* **Exercices**:
(a) D'après le texte cité, que font les tablettes de Rongo Rongo sous les scellés d'une salle sombre ?
(b) Recopiez les lignes des extraits, consignes comprises, en partant de celle qui contient « Target: concrete pool deck » et en allant jusqu'à la dernière ligne des extraits, les deux bornes incluses. Décalez de -126 chaque coordonnée des points figurant dans les réponses et laissez les images de côté.

* **Texte cité**:
■ ■ ■ ■ ■ ■ ■
Au-delà de ce champ d’icebergs rocailleux, j’ai souvent rêvé d’une terre qui abriterait dans l’ombre de ses statues tout un tas de génies, de druides et de fées, qui vivraient tous là, joyeusement, avec les vieillards et les cabots de tout à l’heure. Sirènes et narvals viendraient chanter près des côtes. En réalité ce que j’y ai trouvé n’est pas SI éloigné de ma fantaisie juvénile. Dans les grottes du Sud, les oiseaux dessinés sur les murs chuchotent secrètement leur désir d’envol à l’océan qui fait face, tandis que les pétroglyphes nichés sur le haut des falaises, isolés du visiteur, soupirent leur langueur au vent. Dans les cimetières sacrés, de grands totems de bois colorés discutent à voix basse du prochain voyage des âmes encore là - pendant qu’au Nord, quelques pierres magnétiques se chicanent avec les boussoles de passage. Sous les scellés d’une salle sombre, les tablettes de Rongo Rongo font de la résistance. Renfermant une écriture d’autrefois jamais déchiffrée, elles murmurent leur indiscipline à qui s’en approche d’assez près. Et au sommet du patriarcat, les volcans. Sentinelles postichées aux trois coins de l’île, certains abritent des lacs dont les profondeurs bavardent en cachette avec la mer.
Voilà la population silencieuse de Rapa Nui.
Le soir venu, les Tahitiens en vacances et les Chiliens du continent, plus bruyants, uniront les ukulélés et les guitares dans une réalité plus palpable. Les accords des balades polynésiennes et des musiques d’ailleurs se mêleront alors aux conversations du Monde d’à-côté, qui s’estomperont doucement, avant de s’évanouir dans une nuit sans étoiles.
■ ■ ■ ■ ■ ■ ■
* **Extraits des lignes**:

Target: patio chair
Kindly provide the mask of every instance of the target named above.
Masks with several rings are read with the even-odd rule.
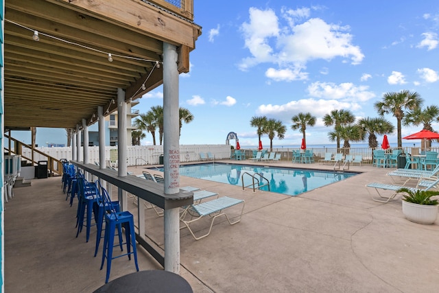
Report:
[[[212,154],[212,153],[211,152],[207,152],[207,157],[209,158],[209,160],[214,160],[215,159],[215,156]]]
[[[302,155],[300,154],[300,151],[298,150],[293,150],[293,163],[300,163],[302,160]]]
[[[262,152],[258,152],[256,154],[256,156],[254,158],[250,158],[250,160],[252,160],[254,162],[257,162],[257,161],[261,161],[261,156],[262,156]]]
[[[200,158],[201,159],[201,161],[206,161],[208,159],[206,154],[202,152],[200,153]]]
[[[278,162],[281,161],[281,158],[282,157],[282,153],[277,152],[276,153],[276,156],[274,156],[274,159],[273,159],[273,162]]]
[[[239,215],[237,215],[235,218],[237,218],[237,220],[235,220],[234,222],[231,222],[228,215],[224,212],[224,210],[239,204],[242,204],[242,209],[241,209],[241,213]],[[199,204],[191,204],[190,207],[188,209],[187,213],[191,215],[191,220],[186,220],[185,219],[180,219],[181,222],[186,226],[188,228],[192,236],[195,240],[199,240],[202,238],[204,238],[208,236],[211,231],[212,231],[212,226],[213,226],[213,222],[215,219],[221,216],[225,215],[228,224],[230,225],[234,225],[241,221],[241,218],[242,217],[242,213],[244,210],[244,204],[245,202],[244,200],[239,200],[237,198],[229,198],[228,196],[224,196],[222,198],[217,198],[215,200],[209,200],[208,202],[202,202]],[[207,231],[207,233],[200,235],[195,236],[194,232],[191,228],[191,224],[198,221],[199,220],[205,218],[210,217],[211,224],[210,227]],[[195,218],[193,218],[195,217]],[[183,227],[185,228],[185,227]]]
[[[431,168],[436,167],[439,165],[439,159],[438,159],[437,152],[427,152],[425,157],[420,159],[420,163],[424,169],[427,169],[427,166],[430,165]]]
[[[322,163],[322,164],[329,163],[332,161],[332,154],[331,152],[325,152],[324,158],[318,160],[319,163]]]
[[[353,165],[353,164],[359,164],[361,166],[363,156],[361,154],[356,154],[355,156],[354,156],[354,159],[352,160],[352,165]]]
[[[386,184],[386,183],[372,183],[366,185],[366,187],[374,188],[379,198],[375,198],[369,191],[369,188],[366,188],[369,195],[376,202],[388,202],[390,200],[394,198],[394,197],[398,194],[398,190],[399,190],[402,187],[408,188],[410,190],[416,191],[417,190],[429,190],[431,189],[438,189],[438,183],[439,183],[439,178],[436,177],[431,177],[431,178],[422,178],[419,179],[418,181],[418,184],[416,184],[416,187],[407,187],[403,185],[396,185],[392,184]],[[394,191],[393,194],[390,196],[384,196],[380,192],[379,189],[383,190],[390,190]],[[383,198],[383,200],[381,200]]]

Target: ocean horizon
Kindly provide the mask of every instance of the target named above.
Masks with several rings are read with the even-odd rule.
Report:
[[[398,143],[390,143],[390,148],[396,148]],[[403,148],[420,148],[420,140],[414,142],[403,142]],[[343,143],[340,143],[340,146],[343,147]],[[381,146],[381,143],[379,142],[378,146]],[[263,144],[263,147],[265,149],[270,148],[270,144]],[[351,143],[351,148],[368,148],[368,143]],[[439,143],[436,141],[431,142],[431,147],[439,147]],[[337,143],[322,143],[317,145],[307,145],[307,148],[337,148]],[[241,148],[244,149],[255,149],[257,148],[257,145],[241,145]],[[273,148],[300,148],[300,145],[273,145]]]

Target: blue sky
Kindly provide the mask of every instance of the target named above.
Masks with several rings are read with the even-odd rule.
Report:
[[[233,131],[241,146],[256,146],[250,121],[264,115],[287,127],[274,145],[300,145],[301,133],[291,129],[300,112],[318,118],[307,130],[308,145],[333,143],[327,137],[333,128],[321,119],[331,110],[375,117],[373,104],[403,89],[418,93],[424,107],[439,106],[437,1],[194,2],[202,34],[190,73],[180,75],[180,105],[195,119],[183,125],[181,144],[224,143]],[[135,108],[146,113],[162,103],[161,86]],[[392,116],[385,117],[396,126]],[[403,128],[403,137],[421,128]],[[388,137],[396,146],[396,131]],[[148,133],[142,144],[152,141]],[[269,145],[266,135],[262,141]]]

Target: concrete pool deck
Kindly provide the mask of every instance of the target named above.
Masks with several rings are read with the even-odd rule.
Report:
[[[332,169],[318,163],[263,165]],[[394,169],[351,167],[363,173],[296,197],[182,176],[180,186],[242,198],[246,206],[240,223],[229,226],[220,218],[200,240],[181,230],[180,274],[194,292],[437,292],[439,222],[411,222],[400,196],[377,202],[365,187],[391,182],[385,174]],[[129,168],[137,174],[143,169]],[[102,285],[105,271],[99,270],[100,257],[93,257],[94,241],[86,243],[84,233],[75,237],[75,208],[65,202],[60,178],[35,180],[14,192],[5,211],[5,292],[86,292]],[[145,223],[163,248],[163,218],[149,209]],[[141,270],[161,269],[140,255]],[[110,280],[132,272],[132,262],[113,262]]]

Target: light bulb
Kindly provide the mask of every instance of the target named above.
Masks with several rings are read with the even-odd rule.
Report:
[[[36,42],[40,40],[40,37],[38,36],[38,31],[34,31],[34,36],[32,36],[32,39]]]

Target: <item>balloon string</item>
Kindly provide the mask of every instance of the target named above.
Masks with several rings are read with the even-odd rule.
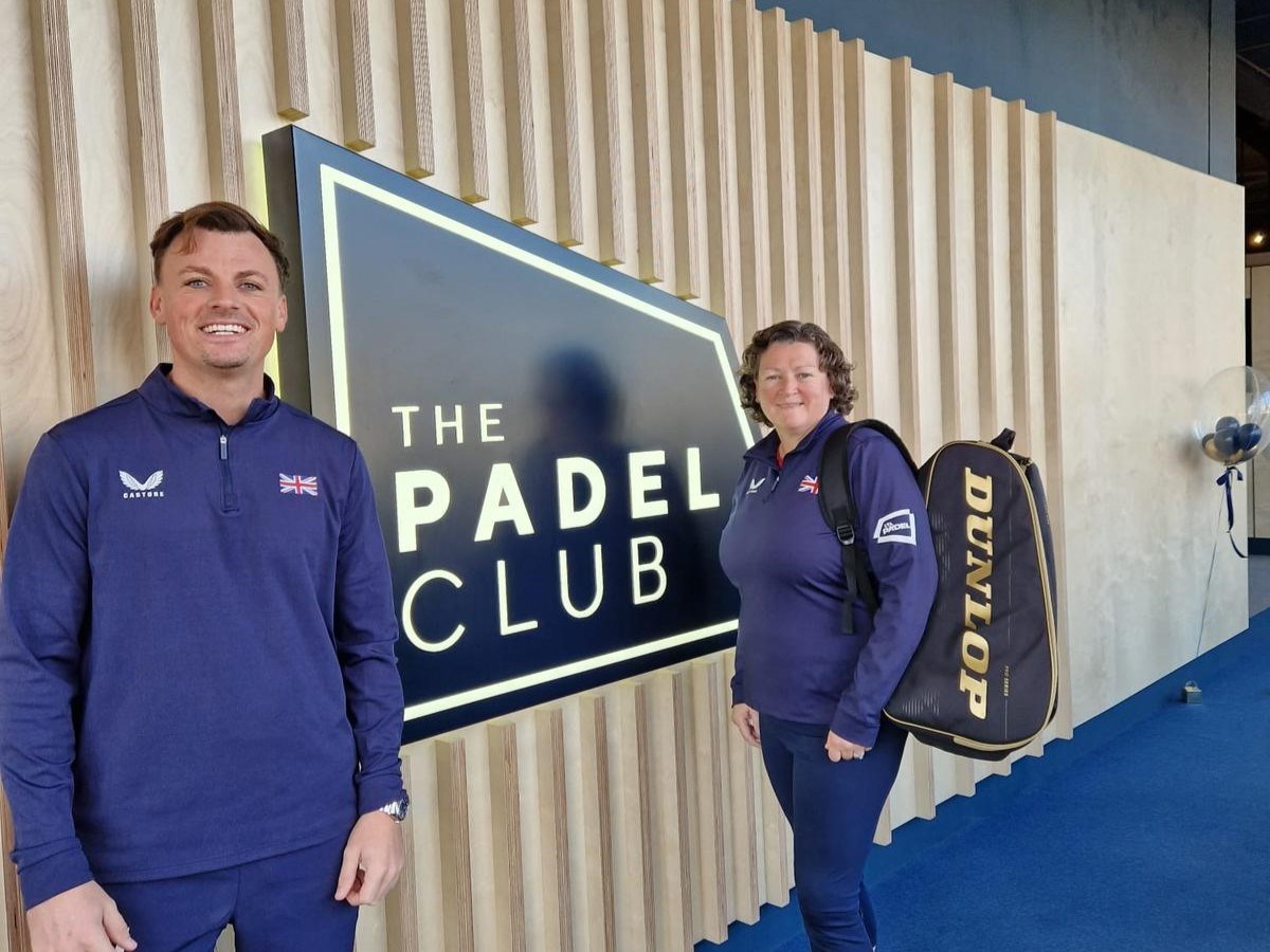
■ ■ ■ ■ ■ ■ ■
* **Réponses complètes**:
(a) Elles font de la résistance.

(b)
Target: concrete pool deck
Kindly provide the mask of every instance of the target named above.
Masks with several rings are read with the even-odd rule.
Report:
[[[206,43],[192,37],[137,39]],[[268,43],[225,41],[237,47],[170,71],[56,50],[54,60],[116,72],[120,80],[114,97],[103,100],[94,92],[74,114],[55,104],[54,148],[68,166],[311,166],[313,96],[285,96],[274,70],[251,76],[239,61],[265,56],[259,48]],[[3,42],[11,48],[17,43]],[[-24,159],[-21,145],[-27,144],[-26,131],[-33,131],[-32,115],[-40,117],[-42,107],[-51,111],[-51,82],[-61,76],[-66,52],[-91,54],[-112,66],[-121,85],[-121,166],[-40,166]],[[19,97],[37,122],[37,92],[23,83]],[[15,144],[35,143],[14,129]],[[-16,154],[6,146],[6,136],[-13,136]]]

Target: light bulb
Kindly provide the mask of every instance of the target named above.
Masks with several rings are read with the even-odd rule.
Report:
[[[-90,-84],[-86,-86],[-86,-89],[-88,-90],[-88,-95],[-92,-95],[-92,-90],[-94,-90],[-94,-87]]]

Target: <item>balloon string</item>
Kindly provide the mask of every instance of the target named above.
Masks with several rings are read with the even-odd rule.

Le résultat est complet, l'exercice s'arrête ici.